■ ESTRATTO SCELTO:
Due anni fa, Suzuki ha deciso di importare l’ultima versione di questa sua storica media cilindrata, che in effetti era già stata presentata all’EICMA milanese del 2009 come model year 2010, ma che in Italia non si era vista: un modello sottoposto ad un discreto ma ben riuscito lifting, e che ancora oggi, secondo noi, può rappresentare una buona scelta per chi ami le moto più classiche e di buona sostanza.
Linee più arrotondate e armoniche, dunque, donano alla Bandit S un ulteriore tocco di stile: in particolare la nuova semicarena, che monta anche un faro a parabola multi riflettente ridisegnato, a nostro avviso è molto più elegante della precedente. Anche se due “frecce” anteriori ben integrate alla parte bassa del cupolino, anziché sporgenti, avrebbero certamente giovato al nuovo look del musetto.
Peccato, però, che le norme anti-inquinamento abbiano praticamente trasferito anche sulla Bandit 650 il “tubone” di scarico della sorellona 1250, sempre in acciaio inox, ma decisamente imponente.
È senz’altro apprezzabile, anche qui, il pulsante dell’hazard sul blocchetto elettrico sinistro del manubrio, e ancor più lo è l’idea di ricavare due portaoggetti con sportellini a scatto ai lati del cruscotto: il sinistro alloggia la presa a 12 Volt, di dimensioni standard. Naturalmente la Bandit S conserva la possibilità di regolare la posizione del manubrio (10 mm in avanzamento), il precarico delle molle anteriori e posteriore, l’idraulica del monoammortizzatore stesso, le distanze delle leve dalle manopole e l’altezza della sella (a 790 oppure 810 mm). Sella che qui è asportabile (la serratura è sul codino, a sinistra), e sotto troviamo la batteria e un piccolo spazio sufficiente per gli attrezzi, i documenti e poco più. Rinnovata anche qui la strumentazione di bordo, come spiegato più dettagliatamente di seguito. Da notare la presenza sia della stampella laterale che del cavalletto centrale, non agevolissimo da usare.

■ SFIDE:
a) Elenca tutte le regolazioni che, secondo il testo sulla Suzuki Bandit S, la moto conserva.
b) Riassumi in due frasi il testo sulla Suzuki Bandit S.
c) Prosegui il testo sulla Suzuki Bandit S dal punto in cui si interrompe.

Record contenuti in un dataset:
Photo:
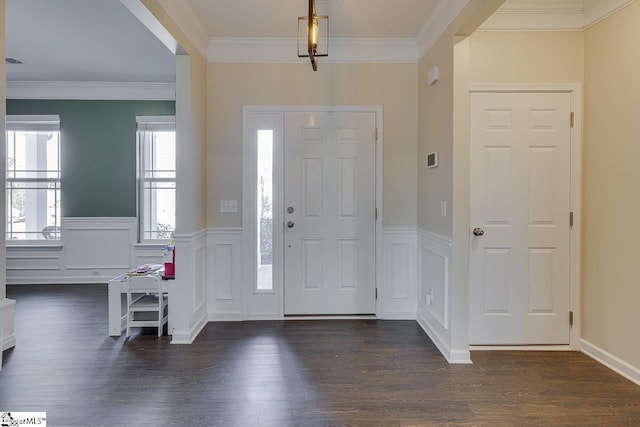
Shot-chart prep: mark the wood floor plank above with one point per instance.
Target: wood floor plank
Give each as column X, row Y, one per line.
column 286, row 373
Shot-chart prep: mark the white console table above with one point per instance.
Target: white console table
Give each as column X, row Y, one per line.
column 118, row 286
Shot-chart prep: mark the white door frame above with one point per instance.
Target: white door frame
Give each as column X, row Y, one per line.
column 250, row 296
column 575, row 90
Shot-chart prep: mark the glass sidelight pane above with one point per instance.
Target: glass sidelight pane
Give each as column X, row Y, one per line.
column 265, row 210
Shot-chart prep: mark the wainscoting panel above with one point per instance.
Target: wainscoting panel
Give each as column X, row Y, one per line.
column 188, row 307
column 398, row 292
column 7, row 315
column 434, row 292
column 224, row 270
column 92, row 250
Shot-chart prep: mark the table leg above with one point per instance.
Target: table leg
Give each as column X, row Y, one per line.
column 115, row 310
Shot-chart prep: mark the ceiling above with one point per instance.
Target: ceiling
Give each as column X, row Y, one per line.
column 82, row 40
column 102, row 41
column 278, row 18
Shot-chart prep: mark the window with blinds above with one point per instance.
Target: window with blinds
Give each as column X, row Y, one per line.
column 156, row 137
column 32, row 181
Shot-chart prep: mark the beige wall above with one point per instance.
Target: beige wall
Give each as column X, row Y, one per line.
column 191, row 115
column 231, row 86
column 527, row 57
column 436, row 134
column 611, row 196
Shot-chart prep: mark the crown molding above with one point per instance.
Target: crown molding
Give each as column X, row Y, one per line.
column 443, row 15
column 284, row 50
column 91, row 90
column 546, row 15
column 599, row 10
column 188, row 22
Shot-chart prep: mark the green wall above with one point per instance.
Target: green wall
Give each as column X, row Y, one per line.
column 98, row 151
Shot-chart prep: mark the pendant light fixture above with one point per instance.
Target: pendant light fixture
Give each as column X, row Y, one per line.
column 313, row 36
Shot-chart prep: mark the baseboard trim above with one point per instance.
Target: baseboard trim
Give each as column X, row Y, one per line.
column 188, row 337
column 225, row 317
column 399, row 315
column 66, row 280
column 520, row 348
column 612, row 362
column 452, row 356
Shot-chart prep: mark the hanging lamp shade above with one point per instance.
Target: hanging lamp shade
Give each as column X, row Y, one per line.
column 313, row 36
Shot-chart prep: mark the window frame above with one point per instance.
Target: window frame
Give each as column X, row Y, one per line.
column 26, row 123
column 149, row 124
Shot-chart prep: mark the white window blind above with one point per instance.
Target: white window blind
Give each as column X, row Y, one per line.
column 156, row 177
column 32, row 183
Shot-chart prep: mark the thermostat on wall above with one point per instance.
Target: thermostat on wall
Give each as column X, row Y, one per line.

■ RISULTATI IN ORDINE:
a)
- posizione del manubrio (10 mm in avanzamento)
- precarico delle molle anteriori e posteriore
- idraulica del monoammortizzatore
- distanze delle leve dalle manopole
- altezza della sella (790 oppure 810 mm)

b) Suzuki ha portato in Italia l'ultima versione della Bandit, già presentata all'EICMA del 2009 come model year 2010, con un lifting riuscito e linee più arrotondate, tra cui una nuova semicarena più elegante, ma anche con un imponente scarico imposto dalle norme anti-inquinamento. La moto offre il pulsante dell'hazard, due portaoggetti ai lati del cruscotto, numerose regolazioni, una sella asportabile con un piccolo vano sottostante, una strumentazione rinnovata e sia la stampella laterale sia il cavalletto centrale.

c)
Strumentazione
☻☻☻☻☻ V-Strom
Il cruscotto è completamente diverso da quello della versione originaria, composto da tachimetro e contagiri analogici ai lati di un display digitale. La nuova strumentazione è del genere più compatto e asimmetrico – tendenza molto in voga attualmente - ma tuttavia ancor più completa: di analogico ha solo il contagiri, affiancato a destra da un display LCD rettangolare (gestibile dal manubrio con l’indice sinistro) che indica la velocità, il livello carburante a barrette con annessa spia della riserva, il contachilometri totale e doppio parziale, l’ora e la temperatura del liquido refrigerante.
Le novità sono il termometro ambientale, l’indicatore della marcia inserita (funzione che Suzuki fu la prima ad introdurre, già nei primi anni 70, sulle tricilindriche GT380, 550 a due tempi) e i due indicatori di consumo medio, uno per ogni "trip". Da notare che è possibile anche regolare la luminosità dello sfondo, su 6 livelli di intensità. Altra novità è la spia luminosa dell’indicatore di gelo (si accende sotto i 3 e si spegne sopra i 5 °C), inglobata nel contagiri assieme alla spia rossa di allarme surriscaldamento del motore. Sopra al tutto figurano le spie luminose delle “frecce”, del folle, della riserva e dell’abbagliante.
Quanto alla precisione del tachimetro, i 50 km/h effettivi corrispondono a 55 indicati; i 90 a 98 ed i 130 a 142.
☻☻☻☻☻ Bandit S
Anche la Bandit S ha ricevuto una nuova strumentazione della generazione “compatta ma (abbastanza) completa”. Anche se meno prodigo di informazioni rispetto a quello similare della V-Strom, dunque, l’attuale cruscotto è decisamente più moderno del precedente, che era sempre costituito dal contagiri analogico, ma abbinato ad un display LCD rettangolare inserito nell’involucro circolare di un tachimetro a lancetta.
Le informazioni fornite dall’attuale display comprendono il tachimetro, il contachilometri totale e parziale, l’ora, la marcia inserita, l’indicatore di livello carburante con spia lampeggiante della riserva . Il contagiri invece ospita le classiche spie luminose di folle, batteria, temperatura motore, pressione olio, luci ed ABS.
Il tachimetro della Bandit indica i medesimo scarti di quello della V-Strom.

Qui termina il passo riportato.